### GOAL OF THE EXERCISE
The output should match, line for line, the records from the line containing "Our analyst would like the dark" through the line containing "Our analyst would like the green flower", with every picture left out.

### EXERCISE MATERIALS
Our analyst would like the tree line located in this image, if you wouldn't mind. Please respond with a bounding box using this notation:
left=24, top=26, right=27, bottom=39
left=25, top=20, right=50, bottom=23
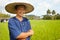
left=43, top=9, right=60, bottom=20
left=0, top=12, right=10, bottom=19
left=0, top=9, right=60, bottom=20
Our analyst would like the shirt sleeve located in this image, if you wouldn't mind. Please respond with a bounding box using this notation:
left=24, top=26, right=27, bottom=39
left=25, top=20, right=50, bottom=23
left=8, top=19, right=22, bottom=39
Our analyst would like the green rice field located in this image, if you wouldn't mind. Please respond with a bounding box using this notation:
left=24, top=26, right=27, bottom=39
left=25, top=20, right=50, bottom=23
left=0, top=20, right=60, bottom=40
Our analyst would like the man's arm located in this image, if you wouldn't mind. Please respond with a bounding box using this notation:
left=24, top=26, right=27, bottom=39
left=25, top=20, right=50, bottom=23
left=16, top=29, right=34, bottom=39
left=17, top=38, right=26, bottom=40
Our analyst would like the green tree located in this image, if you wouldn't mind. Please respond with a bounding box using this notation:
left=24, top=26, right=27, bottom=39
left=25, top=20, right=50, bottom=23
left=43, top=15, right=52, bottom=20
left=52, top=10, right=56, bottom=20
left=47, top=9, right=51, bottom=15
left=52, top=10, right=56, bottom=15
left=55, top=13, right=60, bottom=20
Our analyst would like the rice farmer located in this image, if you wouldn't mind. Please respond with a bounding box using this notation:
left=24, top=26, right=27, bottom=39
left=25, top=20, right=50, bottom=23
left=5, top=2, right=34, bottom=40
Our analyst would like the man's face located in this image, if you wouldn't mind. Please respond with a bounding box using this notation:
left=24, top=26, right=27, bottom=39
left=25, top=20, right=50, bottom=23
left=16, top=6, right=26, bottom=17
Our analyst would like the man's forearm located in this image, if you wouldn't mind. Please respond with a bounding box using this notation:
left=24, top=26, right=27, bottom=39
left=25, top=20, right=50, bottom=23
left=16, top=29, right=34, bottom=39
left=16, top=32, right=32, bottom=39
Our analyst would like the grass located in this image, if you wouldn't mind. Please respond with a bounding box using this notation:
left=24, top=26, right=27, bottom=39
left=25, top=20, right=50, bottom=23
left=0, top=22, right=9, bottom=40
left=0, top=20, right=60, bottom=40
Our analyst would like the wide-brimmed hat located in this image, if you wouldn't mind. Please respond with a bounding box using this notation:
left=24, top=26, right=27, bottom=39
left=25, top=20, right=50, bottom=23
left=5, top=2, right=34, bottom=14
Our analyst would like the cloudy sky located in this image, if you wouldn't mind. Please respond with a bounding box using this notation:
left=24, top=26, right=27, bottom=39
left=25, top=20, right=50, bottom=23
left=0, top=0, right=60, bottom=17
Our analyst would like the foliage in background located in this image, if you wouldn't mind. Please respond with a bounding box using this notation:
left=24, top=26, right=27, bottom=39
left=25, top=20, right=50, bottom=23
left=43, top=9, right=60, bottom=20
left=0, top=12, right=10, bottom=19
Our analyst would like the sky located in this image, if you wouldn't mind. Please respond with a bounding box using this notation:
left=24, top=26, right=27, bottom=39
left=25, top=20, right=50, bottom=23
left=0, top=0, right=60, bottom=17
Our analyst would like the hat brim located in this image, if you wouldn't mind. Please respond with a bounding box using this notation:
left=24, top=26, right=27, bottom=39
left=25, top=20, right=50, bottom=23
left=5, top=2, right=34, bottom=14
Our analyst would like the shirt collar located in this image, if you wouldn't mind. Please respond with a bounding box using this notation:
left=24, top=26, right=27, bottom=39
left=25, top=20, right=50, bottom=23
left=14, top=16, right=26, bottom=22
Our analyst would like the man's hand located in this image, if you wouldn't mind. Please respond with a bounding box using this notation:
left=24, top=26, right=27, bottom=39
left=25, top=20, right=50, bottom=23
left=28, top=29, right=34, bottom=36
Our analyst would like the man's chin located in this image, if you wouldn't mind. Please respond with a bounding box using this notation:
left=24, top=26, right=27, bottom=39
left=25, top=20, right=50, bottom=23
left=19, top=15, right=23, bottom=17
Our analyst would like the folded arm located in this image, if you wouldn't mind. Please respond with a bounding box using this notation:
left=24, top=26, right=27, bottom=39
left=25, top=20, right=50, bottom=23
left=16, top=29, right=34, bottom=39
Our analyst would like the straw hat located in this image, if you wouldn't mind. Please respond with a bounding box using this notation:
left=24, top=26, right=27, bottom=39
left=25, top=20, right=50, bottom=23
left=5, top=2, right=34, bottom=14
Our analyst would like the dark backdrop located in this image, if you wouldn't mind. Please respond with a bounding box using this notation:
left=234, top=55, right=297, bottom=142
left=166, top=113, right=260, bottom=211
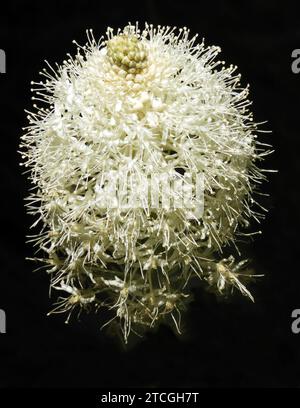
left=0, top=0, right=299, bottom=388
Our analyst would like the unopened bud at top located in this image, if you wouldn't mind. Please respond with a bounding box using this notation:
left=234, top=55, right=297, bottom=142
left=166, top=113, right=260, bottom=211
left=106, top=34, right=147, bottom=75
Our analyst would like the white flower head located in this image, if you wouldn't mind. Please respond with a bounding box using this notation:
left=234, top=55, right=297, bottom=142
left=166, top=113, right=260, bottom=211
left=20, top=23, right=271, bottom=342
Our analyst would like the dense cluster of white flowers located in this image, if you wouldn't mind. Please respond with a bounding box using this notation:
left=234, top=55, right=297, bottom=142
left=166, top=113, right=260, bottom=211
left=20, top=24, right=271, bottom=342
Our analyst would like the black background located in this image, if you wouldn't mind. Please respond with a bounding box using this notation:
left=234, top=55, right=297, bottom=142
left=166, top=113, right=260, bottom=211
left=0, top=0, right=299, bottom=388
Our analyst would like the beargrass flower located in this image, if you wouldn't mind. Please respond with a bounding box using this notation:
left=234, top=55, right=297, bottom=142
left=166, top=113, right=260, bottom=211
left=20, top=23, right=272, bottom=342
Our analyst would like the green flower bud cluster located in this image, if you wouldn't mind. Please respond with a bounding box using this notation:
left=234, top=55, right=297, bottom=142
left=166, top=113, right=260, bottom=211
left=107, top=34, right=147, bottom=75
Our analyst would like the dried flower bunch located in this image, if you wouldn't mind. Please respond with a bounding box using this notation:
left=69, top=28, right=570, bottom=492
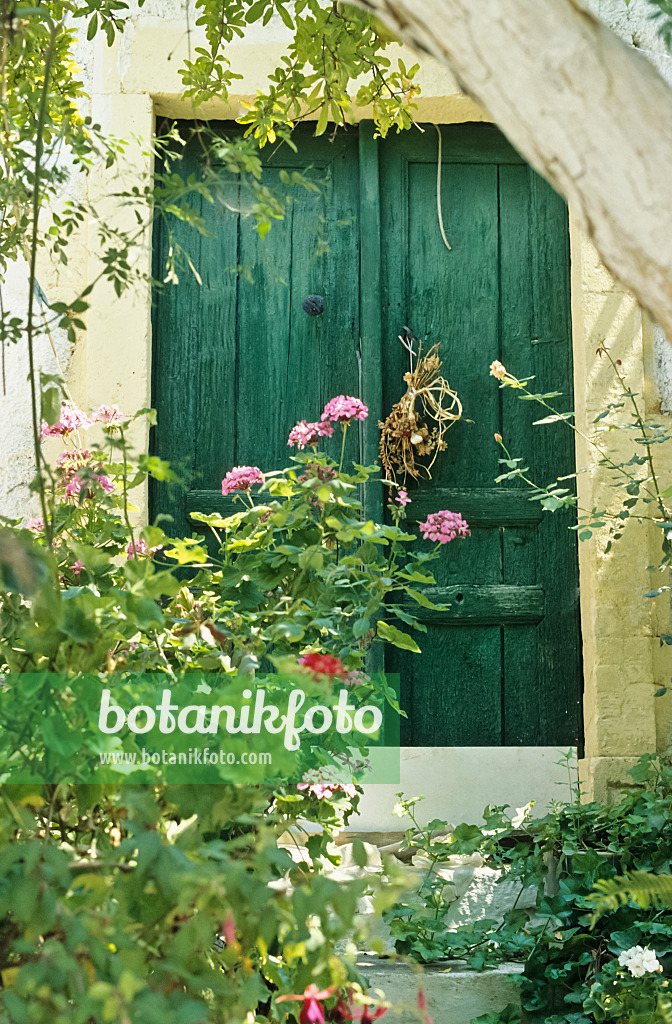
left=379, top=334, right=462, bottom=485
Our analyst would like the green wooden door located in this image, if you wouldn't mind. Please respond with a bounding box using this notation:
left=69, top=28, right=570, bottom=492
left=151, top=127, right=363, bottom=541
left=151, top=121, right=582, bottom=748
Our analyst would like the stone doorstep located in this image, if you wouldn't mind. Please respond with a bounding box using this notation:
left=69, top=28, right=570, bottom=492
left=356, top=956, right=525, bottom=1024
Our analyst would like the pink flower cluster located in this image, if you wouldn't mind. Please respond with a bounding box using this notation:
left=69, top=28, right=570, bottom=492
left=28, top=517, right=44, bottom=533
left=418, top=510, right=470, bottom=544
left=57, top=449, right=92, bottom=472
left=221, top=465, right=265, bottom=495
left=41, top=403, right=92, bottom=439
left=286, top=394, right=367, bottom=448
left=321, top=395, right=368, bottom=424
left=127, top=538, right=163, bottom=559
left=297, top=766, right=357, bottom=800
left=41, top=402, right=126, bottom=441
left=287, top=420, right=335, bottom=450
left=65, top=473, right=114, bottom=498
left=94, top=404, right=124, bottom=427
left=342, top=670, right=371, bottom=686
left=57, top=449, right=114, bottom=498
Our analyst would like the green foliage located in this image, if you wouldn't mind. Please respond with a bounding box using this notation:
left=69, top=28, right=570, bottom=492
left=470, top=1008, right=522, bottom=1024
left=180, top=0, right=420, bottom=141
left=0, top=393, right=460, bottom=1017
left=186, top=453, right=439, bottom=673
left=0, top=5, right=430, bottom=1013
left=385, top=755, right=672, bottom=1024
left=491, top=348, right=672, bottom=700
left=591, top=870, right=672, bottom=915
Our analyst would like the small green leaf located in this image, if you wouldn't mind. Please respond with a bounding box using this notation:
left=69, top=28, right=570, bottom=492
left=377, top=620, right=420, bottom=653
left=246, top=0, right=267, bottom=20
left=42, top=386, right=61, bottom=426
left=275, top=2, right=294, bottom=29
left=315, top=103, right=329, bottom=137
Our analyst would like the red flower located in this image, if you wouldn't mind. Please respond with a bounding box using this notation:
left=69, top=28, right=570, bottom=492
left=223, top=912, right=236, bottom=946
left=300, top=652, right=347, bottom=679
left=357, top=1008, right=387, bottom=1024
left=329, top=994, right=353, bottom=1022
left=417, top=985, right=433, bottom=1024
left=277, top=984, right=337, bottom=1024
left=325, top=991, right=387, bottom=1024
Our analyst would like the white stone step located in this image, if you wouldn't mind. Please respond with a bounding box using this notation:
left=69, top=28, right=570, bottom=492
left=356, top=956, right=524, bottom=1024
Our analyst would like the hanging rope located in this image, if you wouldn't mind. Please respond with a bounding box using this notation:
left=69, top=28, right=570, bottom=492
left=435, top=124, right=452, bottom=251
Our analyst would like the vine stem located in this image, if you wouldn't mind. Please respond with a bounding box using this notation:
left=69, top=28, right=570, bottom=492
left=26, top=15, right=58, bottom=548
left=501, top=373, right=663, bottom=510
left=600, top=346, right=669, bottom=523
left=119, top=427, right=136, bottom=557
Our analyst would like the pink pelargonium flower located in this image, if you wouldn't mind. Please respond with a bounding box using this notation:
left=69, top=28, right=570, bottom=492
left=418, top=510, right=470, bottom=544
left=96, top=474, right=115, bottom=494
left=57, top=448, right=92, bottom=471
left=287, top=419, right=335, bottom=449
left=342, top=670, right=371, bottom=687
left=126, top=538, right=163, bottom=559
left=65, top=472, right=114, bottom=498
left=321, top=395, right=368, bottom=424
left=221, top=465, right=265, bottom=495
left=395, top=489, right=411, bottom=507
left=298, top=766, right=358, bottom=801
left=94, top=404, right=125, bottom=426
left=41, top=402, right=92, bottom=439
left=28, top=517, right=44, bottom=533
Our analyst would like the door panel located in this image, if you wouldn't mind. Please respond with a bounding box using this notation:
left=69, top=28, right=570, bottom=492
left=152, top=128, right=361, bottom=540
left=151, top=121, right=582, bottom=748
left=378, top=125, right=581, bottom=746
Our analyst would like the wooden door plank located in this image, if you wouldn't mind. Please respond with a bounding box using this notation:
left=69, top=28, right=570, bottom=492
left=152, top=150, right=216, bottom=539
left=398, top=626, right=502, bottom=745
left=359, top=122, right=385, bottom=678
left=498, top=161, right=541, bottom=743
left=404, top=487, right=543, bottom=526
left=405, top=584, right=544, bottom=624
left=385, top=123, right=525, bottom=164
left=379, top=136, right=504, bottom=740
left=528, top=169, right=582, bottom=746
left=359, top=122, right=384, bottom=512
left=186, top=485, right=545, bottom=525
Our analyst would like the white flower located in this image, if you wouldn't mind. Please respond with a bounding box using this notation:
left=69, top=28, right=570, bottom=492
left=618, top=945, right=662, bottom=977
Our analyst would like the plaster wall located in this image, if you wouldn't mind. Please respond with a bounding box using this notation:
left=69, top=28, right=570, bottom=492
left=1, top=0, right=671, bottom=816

### COMPLETED TASK
Our analyst would like the dark backdrop located in this image, if you wouldn't mind. Please respond with a bounding box using this notation:
left=234, top=55, right=297, bottom=142
left=166, top=113, right=260, bottom=211
left=0, top=0, right=299, bottom=388
Our analyst would like the unopened bud at top located in this image, if you wouldn't mind. Please respond with a bounding box using this notation:
left=234, top=55, right=297, bottom=142
left=166, top=113, right=260, bottom=211
left=106, top=34, right=147, bottom=75
Our analyst would like the white flower head located in this image, if you wouldn't mind. Please respond with a bounding box using this notation:
left=234, top=55, right=297, bottom=142
left=166, top=113, right=260, bottom=211
left=20, top=23, right=271, bottom=342
Our analyst would like the dense cluster of white flowers located in this image, if you wouldn't mind. Please respond with a bounding box using this notation:
left=234, top=55, right=297, bottom=142
left=166, top=113, right=260, bottom=211
left=20, top=24, right=271, bottom=342
Our analyst would like the black background located in this image, if you wouldn't mind. Please respond with a bounding box using this notation:
left=234, top=55, right=297, bottom=142
left=166, top=113, right=260, bottom=211
left=0, top=0, right=299, bottom=388
Our analyst would like the beargrass flower located in this image, if you wouldn't mind. Please respond with a bounding box using this notation:
left=234, top=55, right=297, bottom=142
left=166, top=113, right=260, bottom=211
left=20, top=23, right=272, bottom=342
Our analyst would like the green flower bud cluster located in this image, if you wouldn't mind. Please respond with a bounding box using this notation:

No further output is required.